• Provided information:
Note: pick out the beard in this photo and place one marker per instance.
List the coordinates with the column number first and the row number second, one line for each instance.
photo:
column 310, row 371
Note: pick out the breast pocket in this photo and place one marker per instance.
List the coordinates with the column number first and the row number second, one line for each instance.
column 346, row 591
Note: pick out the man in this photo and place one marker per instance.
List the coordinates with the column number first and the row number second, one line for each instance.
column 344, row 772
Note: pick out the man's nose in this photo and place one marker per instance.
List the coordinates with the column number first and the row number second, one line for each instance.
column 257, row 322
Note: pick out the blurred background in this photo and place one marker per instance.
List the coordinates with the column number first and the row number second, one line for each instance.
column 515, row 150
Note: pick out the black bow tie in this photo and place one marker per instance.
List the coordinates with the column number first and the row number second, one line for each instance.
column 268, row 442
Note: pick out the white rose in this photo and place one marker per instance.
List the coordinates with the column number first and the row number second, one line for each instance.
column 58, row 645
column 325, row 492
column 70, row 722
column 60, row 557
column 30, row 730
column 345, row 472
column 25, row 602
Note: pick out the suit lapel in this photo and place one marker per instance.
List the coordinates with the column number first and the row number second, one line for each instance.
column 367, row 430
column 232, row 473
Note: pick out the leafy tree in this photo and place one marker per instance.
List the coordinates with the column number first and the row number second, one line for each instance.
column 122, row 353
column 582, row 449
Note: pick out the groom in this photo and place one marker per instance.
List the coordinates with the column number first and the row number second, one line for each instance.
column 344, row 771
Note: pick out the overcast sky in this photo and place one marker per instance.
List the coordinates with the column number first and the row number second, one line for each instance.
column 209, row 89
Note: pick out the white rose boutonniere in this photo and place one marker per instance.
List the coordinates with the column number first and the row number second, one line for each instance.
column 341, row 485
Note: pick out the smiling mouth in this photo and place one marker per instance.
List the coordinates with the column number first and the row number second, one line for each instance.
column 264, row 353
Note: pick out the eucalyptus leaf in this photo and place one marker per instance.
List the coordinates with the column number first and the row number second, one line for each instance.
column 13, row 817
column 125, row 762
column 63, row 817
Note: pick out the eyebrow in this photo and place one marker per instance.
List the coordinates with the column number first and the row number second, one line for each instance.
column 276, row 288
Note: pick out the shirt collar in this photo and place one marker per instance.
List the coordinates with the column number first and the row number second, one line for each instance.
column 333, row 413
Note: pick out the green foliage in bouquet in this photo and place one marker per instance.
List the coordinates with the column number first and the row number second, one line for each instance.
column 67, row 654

• Problem to work on: Wherever a line above contains "white", copy that line.

• Expected answer:
Note: pick out the white rose in this photo and place one marker per instance.
Note: pick out the white rose boutonniere in this photo and place one marker per instance.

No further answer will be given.